## Task item
Pictures do not belong in the copy; retype the records below exactly.

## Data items
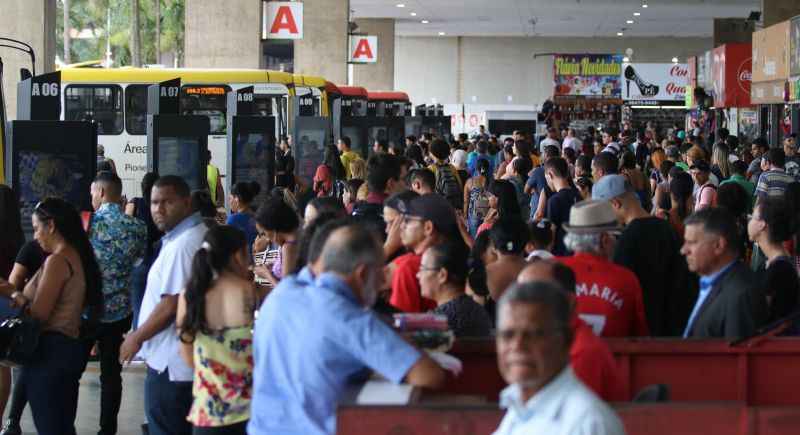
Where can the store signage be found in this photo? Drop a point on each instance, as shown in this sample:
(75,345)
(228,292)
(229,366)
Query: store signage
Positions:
(363,49)
(654,81)
(771,53)
(282,20)
(794,46)
(731,73)
(588,75)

## Exercise solution
Where can the store signage be found in this photo? Drop a point on each instance, as shown in this sample:
(75,345)
(228,292)
(229,366)
Query: store signage
Positions:
(363,49)
(654,81)
(771,53)
(282,20)
(794,46)
(731,73)
(588,75)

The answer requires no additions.